▸ **PROBLEM REQUIREMENTS**
Report every line of the listing below that contains the word "foliage", copying each such line in full. Case counts when matching.

A run of records:
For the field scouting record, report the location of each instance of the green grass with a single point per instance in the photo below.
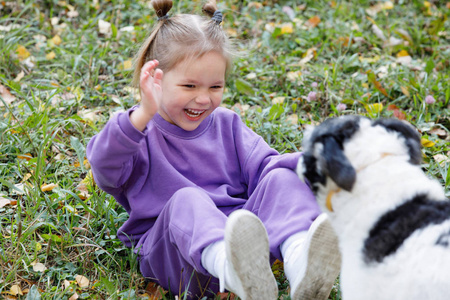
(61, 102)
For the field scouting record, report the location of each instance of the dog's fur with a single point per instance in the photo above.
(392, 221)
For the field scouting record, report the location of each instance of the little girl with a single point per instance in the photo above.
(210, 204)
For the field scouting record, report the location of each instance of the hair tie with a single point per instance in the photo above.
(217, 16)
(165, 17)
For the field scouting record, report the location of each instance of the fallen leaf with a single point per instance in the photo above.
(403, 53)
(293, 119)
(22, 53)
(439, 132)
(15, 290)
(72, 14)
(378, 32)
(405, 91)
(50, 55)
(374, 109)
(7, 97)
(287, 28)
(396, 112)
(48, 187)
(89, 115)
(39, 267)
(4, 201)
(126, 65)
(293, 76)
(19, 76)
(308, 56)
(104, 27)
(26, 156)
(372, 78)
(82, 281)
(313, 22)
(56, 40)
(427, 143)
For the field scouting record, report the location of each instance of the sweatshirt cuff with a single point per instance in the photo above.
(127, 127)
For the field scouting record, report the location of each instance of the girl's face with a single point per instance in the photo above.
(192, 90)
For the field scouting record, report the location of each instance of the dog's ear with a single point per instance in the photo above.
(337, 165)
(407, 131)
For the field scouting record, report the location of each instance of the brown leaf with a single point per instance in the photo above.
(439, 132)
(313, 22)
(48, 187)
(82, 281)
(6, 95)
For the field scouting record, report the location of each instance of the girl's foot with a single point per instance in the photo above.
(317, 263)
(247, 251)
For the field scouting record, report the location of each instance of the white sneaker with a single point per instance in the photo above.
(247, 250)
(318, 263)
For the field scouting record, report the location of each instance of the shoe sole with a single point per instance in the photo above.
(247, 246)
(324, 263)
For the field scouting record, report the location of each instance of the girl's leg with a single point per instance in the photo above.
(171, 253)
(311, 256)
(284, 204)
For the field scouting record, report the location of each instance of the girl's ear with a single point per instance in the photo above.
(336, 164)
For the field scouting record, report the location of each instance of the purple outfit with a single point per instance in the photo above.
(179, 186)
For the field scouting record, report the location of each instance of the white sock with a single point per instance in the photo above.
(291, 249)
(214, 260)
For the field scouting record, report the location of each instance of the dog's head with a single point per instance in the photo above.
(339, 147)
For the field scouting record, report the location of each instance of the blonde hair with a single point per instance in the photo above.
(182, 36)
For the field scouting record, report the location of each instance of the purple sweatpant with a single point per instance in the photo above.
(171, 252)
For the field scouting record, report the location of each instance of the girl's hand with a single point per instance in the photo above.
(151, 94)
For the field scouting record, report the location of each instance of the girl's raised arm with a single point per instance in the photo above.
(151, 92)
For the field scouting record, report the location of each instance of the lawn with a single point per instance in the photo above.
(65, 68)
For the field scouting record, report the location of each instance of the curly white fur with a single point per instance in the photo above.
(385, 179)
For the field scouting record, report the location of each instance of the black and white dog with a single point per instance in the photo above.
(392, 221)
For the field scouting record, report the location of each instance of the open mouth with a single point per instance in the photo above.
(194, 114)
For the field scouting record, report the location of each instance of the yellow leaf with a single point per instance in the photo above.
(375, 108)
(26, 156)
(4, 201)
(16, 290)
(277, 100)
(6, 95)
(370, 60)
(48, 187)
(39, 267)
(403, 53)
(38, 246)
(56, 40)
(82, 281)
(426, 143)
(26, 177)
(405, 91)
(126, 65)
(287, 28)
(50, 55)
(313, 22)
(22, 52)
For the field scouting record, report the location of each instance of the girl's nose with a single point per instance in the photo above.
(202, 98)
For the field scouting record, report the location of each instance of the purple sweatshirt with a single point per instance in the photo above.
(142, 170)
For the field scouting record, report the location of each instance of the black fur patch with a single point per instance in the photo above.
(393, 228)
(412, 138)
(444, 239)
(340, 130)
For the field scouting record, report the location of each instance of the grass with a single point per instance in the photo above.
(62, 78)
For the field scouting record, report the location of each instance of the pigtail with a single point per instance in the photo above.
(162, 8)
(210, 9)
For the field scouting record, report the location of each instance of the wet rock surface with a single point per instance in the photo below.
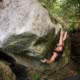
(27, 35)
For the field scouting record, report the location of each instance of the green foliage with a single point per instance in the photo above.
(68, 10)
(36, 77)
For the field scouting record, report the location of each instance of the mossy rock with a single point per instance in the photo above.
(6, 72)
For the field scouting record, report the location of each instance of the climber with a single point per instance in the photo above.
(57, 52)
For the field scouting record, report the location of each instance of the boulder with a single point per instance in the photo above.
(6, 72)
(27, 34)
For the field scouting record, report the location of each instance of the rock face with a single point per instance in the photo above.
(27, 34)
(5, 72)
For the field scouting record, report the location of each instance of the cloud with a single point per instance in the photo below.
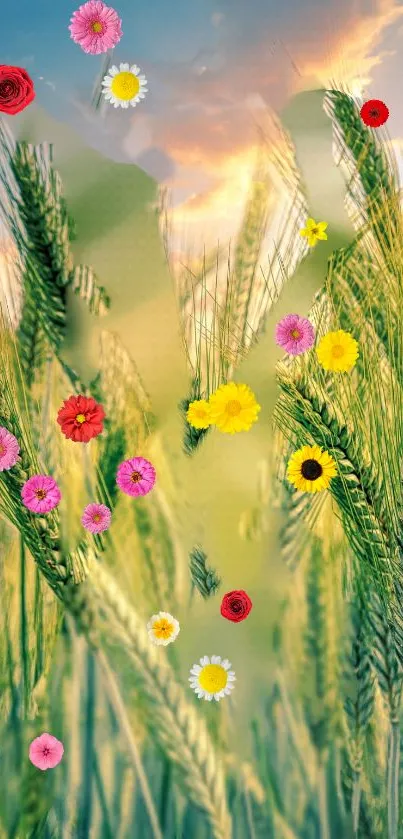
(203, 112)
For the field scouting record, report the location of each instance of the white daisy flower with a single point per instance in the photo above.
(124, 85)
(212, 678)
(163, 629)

==

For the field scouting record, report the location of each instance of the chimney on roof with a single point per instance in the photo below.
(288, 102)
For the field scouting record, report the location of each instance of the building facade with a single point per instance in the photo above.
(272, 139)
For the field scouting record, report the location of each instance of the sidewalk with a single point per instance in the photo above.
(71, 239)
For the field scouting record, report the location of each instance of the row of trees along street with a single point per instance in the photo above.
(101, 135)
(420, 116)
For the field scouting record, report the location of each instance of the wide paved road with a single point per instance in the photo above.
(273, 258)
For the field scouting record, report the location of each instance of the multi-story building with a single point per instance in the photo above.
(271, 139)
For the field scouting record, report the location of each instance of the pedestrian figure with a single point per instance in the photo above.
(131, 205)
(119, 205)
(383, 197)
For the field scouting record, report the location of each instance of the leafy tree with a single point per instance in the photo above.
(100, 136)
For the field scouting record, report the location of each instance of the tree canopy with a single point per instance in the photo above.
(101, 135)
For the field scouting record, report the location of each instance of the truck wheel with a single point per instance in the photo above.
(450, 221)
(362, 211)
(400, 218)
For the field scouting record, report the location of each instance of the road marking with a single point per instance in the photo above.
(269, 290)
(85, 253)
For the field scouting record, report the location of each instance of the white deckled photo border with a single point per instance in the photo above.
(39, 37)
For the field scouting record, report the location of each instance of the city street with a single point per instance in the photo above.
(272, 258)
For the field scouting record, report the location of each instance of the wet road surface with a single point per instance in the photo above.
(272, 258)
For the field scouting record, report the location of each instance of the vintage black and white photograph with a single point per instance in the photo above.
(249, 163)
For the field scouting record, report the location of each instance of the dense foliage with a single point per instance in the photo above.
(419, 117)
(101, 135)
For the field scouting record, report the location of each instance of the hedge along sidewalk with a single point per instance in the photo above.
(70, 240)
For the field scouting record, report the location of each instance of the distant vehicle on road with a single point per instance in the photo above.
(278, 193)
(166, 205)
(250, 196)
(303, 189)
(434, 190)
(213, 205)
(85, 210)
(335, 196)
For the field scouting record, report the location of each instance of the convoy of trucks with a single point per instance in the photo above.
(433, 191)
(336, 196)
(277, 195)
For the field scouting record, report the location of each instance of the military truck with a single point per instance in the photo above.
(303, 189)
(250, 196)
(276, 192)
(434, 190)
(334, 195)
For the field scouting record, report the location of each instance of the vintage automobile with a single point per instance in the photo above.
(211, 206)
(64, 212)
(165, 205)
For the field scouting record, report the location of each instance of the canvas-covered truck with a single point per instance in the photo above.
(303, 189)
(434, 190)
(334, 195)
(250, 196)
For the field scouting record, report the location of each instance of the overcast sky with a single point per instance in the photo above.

--

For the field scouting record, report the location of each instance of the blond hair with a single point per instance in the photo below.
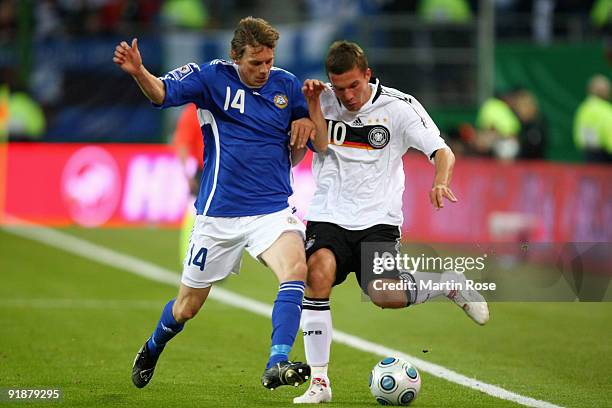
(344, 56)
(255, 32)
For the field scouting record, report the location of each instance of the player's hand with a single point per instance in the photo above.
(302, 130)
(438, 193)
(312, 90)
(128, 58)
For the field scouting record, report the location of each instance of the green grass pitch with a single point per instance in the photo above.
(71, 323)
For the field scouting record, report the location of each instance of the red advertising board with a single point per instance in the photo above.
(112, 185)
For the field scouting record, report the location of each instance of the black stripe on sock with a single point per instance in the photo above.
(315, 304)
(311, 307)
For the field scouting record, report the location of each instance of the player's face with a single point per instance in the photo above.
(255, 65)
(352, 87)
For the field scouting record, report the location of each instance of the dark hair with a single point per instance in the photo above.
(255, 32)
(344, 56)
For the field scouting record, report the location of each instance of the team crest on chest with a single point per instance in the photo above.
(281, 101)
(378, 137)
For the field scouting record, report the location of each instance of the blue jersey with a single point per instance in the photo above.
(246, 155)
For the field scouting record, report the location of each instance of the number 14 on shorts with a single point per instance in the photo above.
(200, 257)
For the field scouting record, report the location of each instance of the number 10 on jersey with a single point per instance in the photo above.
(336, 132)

▸ **WRITTEN SOLUTION**
For the field scouting record, report the location of each instance of the green foliage with a single point per instance in the photo above.
For the field scouting record, report the location of each instance of the dense foliage with a single point per instance in the photo above.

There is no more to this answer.